PROBLEM DETAILS: Each entry that follows should be retyped in full and exactly.

* * *

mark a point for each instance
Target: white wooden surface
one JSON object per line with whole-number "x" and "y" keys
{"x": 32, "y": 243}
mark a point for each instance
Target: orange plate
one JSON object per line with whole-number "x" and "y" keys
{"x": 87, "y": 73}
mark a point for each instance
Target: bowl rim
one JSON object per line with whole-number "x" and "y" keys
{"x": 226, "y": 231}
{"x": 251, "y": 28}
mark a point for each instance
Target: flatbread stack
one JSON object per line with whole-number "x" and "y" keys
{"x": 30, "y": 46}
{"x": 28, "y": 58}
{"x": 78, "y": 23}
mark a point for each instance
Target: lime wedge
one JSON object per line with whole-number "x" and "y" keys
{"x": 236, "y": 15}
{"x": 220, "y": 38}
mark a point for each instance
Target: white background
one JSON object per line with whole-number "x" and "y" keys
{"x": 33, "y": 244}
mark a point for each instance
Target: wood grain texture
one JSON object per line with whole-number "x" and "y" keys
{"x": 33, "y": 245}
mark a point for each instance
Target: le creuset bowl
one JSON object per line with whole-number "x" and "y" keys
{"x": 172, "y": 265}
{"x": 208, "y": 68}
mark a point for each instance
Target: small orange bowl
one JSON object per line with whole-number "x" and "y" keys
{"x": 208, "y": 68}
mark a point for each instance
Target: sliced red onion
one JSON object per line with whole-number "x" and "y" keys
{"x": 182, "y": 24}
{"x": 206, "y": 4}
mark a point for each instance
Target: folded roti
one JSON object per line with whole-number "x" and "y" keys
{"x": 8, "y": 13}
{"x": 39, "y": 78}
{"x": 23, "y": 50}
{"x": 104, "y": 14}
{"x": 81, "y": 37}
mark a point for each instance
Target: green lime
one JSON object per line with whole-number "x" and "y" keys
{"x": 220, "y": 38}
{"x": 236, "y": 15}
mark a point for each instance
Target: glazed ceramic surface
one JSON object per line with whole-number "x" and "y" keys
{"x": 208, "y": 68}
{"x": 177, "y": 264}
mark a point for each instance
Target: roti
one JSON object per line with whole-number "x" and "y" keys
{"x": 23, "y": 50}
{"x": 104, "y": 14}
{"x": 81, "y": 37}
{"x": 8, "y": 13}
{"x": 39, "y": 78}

* * *

TASK SOLUTION:
mark a point for each instance
Target: white wooden surface
one JSON object per line with whole-number "x" and "y" keys
{"x": 32, "y": 243}
mark a point for each instance
Target: orange plate
one JSON object per line with whole-number "x" and "y" keys
{"x": 87, "y": 73}
mark a point for each instance
Target: bowl rim
one JSON object per line with whole-number "x" and "y" keys
{"x": 226, "y": 231}
{"x": 251, "y": 28}
mark a point for each instance
Target: flatbread stack
one JSON object per line with whole-number "x" and "y" keys
{"x": 30, "y": 46}
{"x": 28, "y": 58}
{"x": 78, "y": 23}
mark a point for each instance
Target: lime wedge
one JSON object per line with whole-number "x" and "y" keys
{"x": 236, "y": 15}
{"x": 220, "y": 38}
mark a point for each instance
Target: white background
one JSON object per line with whole-number "x" and "y" keys
{"x": 33, "y": 244}
mark a point for each instance
Target: wood grain texture
one JSON object per line with whole-number "x" and "y" keys
{"x": 33, "y": 245}
mark a point for each instance
Target: le creuset bowl
one JSON object per line with whole-number "x" and "y" keys
{"x": 172, "y": 265}
{"x": 208, "y": 68}
mark a point for each instance
Target: small orange bowl
one JSON object per line with whole-number "x" and "y" keys
{"x": 208, "y": 68}
mark a point for each instance
Target: sliced red onion
one JSON object per line with whole-number "x" and "y" keys
{"x": 182, "y": 24}
{"x": 206, "y": 4}
mark a point for each instance
Target: folded roti
one JSON object per line with whole-number "x" and "y" keys
{"x": 8, "y": 13}
{"x": 39, "y": 78}
{"x": 23, "y": 50}
{"x": 104, "y": 14}
{"x": 81, "y": 37}
mark a point for each instance
Target: green lime
one JSON object per line with whole-number "x" and "y" keys
{"x": 220, "y": 38}
{"x": 236, "y": 15}
mark a point for each instance
Target: glazed ceramic surface
one JSON object per line with whole-number "x" and "y" keys
{"x": 208, "y": 68}
{"x": 177, "y": 264}
mark a point for each instance
Target: roti
one JSON object per line with whole-number "x" and "y" keys
{"x": 23, "y": 50}
{"x": 104, "y": 14}
{"x": 81, "y": 37}
{"x": 8, "y": 13}
{"x": 39, "y": 78}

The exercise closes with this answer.